#### Text passage:
★ ★ ★
In the State of New Jersey alone, it has been reported that about 494 suspected drug overdose deaths were encountered since March 1. State numbers prepared by NJCARES indicate that 26 of these deaths happened in Monmouth County while Ocean County recorded 31 deaths.
Even though the raging coronavirus pandemic has seen the introduction of various stay-at-home government guidelines, it appears that the illicit drug business is still afloat as evidenced by dark web stats and law enforcement reports.
A Paradigm Shift in the Drug Industry
It is clear that the drug industry has not been shut down whatsoever, an aspect that contrasts sharply with the traditional stock market. Nonetheless, we cannot necessarily conclude that there has been a spike in drug deals over the past few months.
This is according to the New Jersey Drug Enforcement Administration (DEA) Special Agent in Charge Susan Gibson who has observed a paradigm shift in the drug trade in the sense that dealers have been forced to respond to the economic ramifications of the pandemic by figuring out alternative routes of drug distribution.
According to the agent, the fact that drug buyers have suffered economically from the effects of the pandemic has still not stopped them from finding ways to finance their habits. it seems that a lot of drug users have resorted to trading items like guns and jewelry in exchange for illicit substances.
A close look at the ideas presented in an InsightCrime article highlight the rather chilling effects of the current global circumstance – supply chain issues will lead to an increase in fentanyl use.
On the side of drug traffickers, traders have also taken a serious hit from the economic turmoil that has accompanied the current public health crisis. Supplies have constricted as drug volumes moving to the United States have reduced. This has prompted the dealers to mark up prices to adjust, including the innovation of creative ideas to alter the drug quantities by adding up foreign elements to original products.
★ ★ ★
#### Supplied entries:
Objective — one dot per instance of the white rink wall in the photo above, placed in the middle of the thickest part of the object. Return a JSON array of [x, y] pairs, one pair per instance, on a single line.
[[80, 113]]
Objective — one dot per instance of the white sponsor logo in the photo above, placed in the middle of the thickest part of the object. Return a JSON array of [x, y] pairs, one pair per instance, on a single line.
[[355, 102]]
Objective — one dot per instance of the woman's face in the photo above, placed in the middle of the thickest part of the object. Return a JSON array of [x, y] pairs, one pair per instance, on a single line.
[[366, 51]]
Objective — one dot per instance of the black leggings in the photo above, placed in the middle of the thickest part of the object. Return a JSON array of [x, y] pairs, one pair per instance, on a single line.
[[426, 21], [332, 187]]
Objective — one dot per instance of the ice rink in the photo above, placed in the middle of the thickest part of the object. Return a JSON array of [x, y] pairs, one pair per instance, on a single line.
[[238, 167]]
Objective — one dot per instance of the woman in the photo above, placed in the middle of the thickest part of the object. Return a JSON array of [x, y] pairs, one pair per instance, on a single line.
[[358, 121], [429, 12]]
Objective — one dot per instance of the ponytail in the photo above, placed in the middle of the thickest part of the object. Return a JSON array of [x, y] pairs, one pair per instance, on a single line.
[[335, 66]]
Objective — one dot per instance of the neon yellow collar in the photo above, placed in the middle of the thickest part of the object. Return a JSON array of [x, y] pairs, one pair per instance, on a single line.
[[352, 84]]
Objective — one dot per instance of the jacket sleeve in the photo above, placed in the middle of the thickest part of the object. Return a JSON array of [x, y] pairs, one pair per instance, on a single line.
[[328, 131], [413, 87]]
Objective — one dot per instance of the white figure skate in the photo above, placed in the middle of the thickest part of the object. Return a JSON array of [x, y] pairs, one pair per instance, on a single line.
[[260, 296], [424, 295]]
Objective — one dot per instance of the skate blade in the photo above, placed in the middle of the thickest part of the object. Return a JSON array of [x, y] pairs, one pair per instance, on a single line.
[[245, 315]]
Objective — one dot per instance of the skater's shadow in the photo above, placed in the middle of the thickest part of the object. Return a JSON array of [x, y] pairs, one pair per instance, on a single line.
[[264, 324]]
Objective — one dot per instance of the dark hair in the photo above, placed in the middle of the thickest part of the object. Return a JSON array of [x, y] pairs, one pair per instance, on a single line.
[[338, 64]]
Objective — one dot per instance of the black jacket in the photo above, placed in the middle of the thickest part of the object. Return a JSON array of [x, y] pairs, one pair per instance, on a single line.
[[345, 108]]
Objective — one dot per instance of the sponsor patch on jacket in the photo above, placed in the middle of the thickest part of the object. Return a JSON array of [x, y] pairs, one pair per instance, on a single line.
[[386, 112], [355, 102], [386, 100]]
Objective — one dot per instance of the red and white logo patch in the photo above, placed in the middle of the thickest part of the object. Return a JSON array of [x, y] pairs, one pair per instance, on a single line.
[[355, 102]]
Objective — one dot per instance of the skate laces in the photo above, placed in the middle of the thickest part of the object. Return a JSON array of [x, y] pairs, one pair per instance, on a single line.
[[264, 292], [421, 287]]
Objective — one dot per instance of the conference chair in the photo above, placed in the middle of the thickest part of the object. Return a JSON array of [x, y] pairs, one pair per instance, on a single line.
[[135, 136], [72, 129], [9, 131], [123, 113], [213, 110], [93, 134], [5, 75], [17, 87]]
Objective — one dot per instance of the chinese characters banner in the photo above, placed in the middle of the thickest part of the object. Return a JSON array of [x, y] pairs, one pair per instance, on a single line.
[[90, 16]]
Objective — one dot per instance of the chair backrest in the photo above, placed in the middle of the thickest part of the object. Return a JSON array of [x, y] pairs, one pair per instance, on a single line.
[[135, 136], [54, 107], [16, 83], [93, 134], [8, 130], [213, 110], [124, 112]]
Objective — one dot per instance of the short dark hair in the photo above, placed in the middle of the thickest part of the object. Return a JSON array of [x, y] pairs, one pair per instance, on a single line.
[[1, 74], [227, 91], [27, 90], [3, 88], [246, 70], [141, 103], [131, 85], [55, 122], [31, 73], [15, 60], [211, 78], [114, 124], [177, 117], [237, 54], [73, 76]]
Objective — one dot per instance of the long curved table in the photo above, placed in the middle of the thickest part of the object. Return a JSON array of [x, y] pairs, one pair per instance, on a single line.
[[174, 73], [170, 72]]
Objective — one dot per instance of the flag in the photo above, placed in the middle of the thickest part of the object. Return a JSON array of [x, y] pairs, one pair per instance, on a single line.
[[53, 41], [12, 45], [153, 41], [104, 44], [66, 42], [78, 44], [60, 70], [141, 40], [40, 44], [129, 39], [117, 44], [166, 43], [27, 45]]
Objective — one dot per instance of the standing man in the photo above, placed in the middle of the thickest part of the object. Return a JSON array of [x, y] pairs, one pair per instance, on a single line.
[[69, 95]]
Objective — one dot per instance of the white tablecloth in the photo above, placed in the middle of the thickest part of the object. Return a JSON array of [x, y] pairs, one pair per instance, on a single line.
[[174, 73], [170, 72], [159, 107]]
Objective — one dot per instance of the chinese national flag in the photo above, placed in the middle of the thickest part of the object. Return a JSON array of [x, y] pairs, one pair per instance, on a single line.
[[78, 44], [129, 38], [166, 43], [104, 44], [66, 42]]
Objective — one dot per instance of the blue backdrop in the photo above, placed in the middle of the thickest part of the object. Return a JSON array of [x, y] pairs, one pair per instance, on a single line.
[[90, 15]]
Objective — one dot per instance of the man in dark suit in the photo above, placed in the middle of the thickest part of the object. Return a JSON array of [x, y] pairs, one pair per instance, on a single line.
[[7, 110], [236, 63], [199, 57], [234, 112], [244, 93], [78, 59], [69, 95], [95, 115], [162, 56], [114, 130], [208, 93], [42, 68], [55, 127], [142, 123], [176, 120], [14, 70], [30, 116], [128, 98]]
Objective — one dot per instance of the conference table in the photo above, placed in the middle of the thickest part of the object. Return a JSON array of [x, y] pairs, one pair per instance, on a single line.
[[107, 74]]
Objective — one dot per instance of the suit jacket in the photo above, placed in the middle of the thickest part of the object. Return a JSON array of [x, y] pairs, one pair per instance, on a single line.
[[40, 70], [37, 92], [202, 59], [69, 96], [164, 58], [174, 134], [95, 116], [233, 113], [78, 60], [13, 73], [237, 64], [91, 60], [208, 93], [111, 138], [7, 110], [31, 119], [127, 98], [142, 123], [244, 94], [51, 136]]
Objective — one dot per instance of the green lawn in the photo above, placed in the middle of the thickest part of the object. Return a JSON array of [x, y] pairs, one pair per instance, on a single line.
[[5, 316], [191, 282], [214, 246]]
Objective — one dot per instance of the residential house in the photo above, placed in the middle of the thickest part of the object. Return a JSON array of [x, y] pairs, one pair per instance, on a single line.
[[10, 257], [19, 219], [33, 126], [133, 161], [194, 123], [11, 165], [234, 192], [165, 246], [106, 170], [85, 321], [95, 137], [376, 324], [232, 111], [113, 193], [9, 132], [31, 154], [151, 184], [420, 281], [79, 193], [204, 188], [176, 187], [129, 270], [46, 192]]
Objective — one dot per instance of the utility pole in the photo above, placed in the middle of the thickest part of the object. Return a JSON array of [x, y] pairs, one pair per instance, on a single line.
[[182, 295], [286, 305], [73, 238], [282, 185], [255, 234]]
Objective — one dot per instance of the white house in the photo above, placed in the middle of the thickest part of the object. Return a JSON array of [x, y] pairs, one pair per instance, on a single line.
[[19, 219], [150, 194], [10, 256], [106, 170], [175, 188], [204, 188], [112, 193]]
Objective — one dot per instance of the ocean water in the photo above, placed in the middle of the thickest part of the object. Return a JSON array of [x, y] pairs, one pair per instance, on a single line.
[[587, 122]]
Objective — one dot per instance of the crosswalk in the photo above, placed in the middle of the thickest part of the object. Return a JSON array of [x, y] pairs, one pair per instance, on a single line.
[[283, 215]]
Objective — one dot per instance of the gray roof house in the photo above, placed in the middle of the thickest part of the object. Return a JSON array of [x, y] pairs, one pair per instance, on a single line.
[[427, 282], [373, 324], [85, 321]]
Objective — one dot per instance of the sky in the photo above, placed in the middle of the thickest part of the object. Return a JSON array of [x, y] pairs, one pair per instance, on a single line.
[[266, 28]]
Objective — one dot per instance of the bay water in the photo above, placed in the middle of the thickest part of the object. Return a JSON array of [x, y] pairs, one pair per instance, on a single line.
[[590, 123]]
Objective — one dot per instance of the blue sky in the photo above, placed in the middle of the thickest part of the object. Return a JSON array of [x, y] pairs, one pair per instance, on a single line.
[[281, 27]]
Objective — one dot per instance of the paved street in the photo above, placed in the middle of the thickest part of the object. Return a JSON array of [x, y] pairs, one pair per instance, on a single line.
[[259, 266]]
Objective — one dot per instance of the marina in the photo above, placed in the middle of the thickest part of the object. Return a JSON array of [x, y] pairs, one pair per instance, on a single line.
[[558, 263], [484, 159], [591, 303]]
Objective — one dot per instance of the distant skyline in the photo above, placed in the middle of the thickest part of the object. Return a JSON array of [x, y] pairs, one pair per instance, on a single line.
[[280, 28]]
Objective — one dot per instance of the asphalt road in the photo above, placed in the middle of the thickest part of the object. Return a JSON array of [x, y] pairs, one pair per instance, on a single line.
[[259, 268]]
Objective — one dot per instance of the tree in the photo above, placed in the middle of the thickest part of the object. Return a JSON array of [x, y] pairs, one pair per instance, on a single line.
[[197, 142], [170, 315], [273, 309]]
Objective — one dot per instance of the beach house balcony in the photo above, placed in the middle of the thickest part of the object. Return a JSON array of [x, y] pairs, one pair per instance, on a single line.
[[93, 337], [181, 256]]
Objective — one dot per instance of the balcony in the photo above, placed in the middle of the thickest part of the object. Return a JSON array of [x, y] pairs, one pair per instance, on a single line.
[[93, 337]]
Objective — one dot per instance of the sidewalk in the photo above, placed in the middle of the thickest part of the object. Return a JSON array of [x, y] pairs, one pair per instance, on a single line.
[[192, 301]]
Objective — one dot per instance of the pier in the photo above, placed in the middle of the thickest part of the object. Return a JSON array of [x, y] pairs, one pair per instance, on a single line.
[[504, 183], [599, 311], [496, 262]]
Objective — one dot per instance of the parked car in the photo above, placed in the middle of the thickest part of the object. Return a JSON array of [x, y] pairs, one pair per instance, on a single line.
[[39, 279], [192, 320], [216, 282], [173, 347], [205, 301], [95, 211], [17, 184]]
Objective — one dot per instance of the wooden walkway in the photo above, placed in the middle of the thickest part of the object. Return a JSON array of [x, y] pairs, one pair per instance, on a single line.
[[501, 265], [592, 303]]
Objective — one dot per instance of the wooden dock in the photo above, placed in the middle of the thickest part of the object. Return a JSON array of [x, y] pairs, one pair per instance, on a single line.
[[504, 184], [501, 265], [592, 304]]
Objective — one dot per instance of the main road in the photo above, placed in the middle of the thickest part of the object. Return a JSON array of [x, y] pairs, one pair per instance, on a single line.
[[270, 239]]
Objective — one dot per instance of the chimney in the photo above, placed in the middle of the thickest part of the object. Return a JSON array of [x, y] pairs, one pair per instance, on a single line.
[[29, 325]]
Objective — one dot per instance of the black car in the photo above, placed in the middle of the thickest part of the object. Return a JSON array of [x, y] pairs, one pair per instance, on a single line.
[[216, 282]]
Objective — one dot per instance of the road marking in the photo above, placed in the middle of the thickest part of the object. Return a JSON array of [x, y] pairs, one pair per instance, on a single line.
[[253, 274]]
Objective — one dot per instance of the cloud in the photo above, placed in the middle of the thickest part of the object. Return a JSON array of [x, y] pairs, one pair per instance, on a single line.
★ ★ ★
#### Work instructions:
- 1) Decide whether each statement agrees with the drug-trade article, answering yes or no and quoting the deciding words: (a) Ocean County recorded more suspected overdose deaths than Monmouth County; (b) the article concludes that drug deals have spiked in recent months; (c) some drug users have traded guns and jewelry for drugs.
- 2) Carry on the drug-trade article, starting after its final sentence.
The rows were taken from a separate source.

#### Answer set:
- 1)
(a) Yes: "26 of these deaths happened in Monmouth County while Ocean County recorded 31 deaths."
(b) No: "we cannot necessarily conclude that there has been a spike in drug deals over the past few months."
(c) Yes: "a lot of drug users have resorted to trading items like guns and jewelry in exchange for illicit substances."

- 2)
What’s the DEA Doing About This?
Owing to the current circumstance of a dark web-facilitated illicit drug industry, it appears that the DEA is moving to scare off the drug traffickers in New Jersey. The law enforcement agency has been putting criminal organizations on notice throughout this period of uncertainty.
According to Agent Gibson, the DEA is interested in striking fear in the minds of the criminals by letting them become highly sensitive to the active presence of the agency even through the pandemic. Pursuit to this matter, the DEA has conducted more than 75 law enforcement operations during the coronavirus crisis and they have yielded interesting results.
Gibson shared that DEA agents had succeeded in busting more than 17kg of heroin during the time of the operations, and seized more than $6 million worth of currency in the same period. The agent asserted that the DEA was planning to launch more thorough operations that would see that the drug traffickers do not exploit the current environment.
Further, the agent spoke about the expected social consequences that have accompanied the stay-at-home orders and movement restrictions. Concerning this aspect, a spike in depression and anxiety across the population has been observed with the Jersey residents battling substance addiction being the most affected of the populace.
Gibson reflected on the expectation that the coronavirus-related restrictions will do very little to prevent addicts from accessing drugs. In the same breath, addicts who have been hiding their habits from close family members will choose to use drugs at home without letting their kin know that they need help, and this explains the spike in drug overdose-related deaths in the State of New Jersey.